To do — All lines that hold the string "target" should be copied. Find them in the listing below.

··· Material shown ···

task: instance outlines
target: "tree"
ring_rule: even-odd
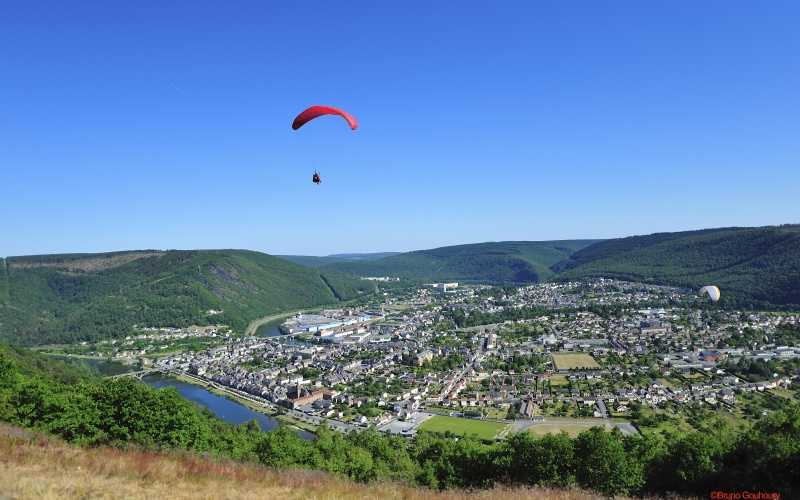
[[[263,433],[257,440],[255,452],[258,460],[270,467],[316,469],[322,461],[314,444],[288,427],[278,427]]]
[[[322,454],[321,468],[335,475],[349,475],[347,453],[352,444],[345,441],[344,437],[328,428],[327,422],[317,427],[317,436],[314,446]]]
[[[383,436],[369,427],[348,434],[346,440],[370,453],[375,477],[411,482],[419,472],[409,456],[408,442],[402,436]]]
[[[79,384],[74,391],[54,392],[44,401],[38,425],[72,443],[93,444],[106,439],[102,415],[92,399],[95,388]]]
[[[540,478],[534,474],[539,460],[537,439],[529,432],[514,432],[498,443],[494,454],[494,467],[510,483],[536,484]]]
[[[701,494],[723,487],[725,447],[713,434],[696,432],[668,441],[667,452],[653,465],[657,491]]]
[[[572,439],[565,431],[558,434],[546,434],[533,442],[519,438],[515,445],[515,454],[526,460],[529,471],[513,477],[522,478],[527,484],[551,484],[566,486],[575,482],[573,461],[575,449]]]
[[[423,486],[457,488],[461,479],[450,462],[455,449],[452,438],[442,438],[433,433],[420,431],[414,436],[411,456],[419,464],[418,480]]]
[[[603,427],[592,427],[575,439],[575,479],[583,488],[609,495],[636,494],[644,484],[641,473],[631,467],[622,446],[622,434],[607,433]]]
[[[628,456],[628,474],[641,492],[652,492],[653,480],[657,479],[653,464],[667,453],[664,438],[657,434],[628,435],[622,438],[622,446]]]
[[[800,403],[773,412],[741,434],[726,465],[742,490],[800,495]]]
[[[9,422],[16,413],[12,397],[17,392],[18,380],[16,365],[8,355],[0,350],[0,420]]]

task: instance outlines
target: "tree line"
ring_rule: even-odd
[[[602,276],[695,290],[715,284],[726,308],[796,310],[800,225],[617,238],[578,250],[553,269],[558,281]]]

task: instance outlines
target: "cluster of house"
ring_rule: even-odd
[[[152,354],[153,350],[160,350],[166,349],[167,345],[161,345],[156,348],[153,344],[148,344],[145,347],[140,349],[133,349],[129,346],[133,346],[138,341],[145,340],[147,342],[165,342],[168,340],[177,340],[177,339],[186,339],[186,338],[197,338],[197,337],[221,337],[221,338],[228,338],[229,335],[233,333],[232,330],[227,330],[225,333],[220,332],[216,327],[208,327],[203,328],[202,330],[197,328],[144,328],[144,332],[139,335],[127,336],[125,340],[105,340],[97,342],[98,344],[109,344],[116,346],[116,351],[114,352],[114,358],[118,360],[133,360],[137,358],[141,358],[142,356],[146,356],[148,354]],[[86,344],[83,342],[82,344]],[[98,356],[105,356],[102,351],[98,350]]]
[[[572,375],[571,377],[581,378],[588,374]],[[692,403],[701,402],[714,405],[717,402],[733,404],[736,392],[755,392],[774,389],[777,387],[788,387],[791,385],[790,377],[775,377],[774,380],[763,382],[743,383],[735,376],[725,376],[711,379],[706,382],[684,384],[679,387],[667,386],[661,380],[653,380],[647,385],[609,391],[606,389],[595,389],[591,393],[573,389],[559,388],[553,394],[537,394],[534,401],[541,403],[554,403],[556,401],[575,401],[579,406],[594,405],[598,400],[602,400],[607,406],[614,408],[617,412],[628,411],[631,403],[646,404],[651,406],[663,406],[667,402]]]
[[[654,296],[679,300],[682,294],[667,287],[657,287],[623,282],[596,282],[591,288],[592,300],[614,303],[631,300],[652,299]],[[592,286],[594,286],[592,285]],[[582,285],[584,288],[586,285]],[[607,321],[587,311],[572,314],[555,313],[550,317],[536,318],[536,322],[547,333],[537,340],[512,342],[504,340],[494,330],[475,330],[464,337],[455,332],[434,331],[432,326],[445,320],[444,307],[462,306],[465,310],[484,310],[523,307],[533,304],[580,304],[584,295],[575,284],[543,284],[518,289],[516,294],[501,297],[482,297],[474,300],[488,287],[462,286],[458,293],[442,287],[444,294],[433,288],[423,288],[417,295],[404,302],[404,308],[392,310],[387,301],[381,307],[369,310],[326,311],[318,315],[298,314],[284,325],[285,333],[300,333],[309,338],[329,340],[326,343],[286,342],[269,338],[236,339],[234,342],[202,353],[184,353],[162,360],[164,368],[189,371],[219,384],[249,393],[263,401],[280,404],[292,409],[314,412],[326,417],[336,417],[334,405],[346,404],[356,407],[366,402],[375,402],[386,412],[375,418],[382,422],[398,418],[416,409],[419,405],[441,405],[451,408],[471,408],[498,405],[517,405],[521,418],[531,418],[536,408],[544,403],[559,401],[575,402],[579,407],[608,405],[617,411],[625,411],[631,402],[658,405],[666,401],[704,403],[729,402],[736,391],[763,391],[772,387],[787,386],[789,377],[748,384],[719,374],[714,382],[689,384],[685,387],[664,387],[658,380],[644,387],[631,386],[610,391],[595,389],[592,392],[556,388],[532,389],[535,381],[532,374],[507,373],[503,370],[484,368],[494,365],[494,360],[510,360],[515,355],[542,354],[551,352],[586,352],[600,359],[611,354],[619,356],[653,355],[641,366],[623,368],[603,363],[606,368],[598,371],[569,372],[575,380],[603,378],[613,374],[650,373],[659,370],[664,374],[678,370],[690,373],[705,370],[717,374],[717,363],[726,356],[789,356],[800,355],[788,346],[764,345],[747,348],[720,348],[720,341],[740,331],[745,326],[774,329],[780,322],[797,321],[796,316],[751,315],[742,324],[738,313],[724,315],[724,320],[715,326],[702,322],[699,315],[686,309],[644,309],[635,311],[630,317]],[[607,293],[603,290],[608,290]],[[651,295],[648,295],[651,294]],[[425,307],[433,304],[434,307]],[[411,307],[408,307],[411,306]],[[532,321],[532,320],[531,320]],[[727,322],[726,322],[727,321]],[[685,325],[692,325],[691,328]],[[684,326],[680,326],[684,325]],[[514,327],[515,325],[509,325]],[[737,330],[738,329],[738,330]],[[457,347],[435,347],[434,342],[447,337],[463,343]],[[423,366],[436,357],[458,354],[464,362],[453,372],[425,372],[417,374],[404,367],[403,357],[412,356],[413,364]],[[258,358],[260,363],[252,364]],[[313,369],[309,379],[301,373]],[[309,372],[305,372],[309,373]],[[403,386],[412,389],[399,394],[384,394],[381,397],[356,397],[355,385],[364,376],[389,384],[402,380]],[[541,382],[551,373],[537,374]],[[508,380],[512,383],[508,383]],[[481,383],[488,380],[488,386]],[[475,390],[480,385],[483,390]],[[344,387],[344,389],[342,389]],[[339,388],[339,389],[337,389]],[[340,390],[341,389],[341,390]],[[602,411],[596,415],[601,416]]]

···

Answer for this exercise —
target: "tree"
target: "tree line"
target: "cluster of house"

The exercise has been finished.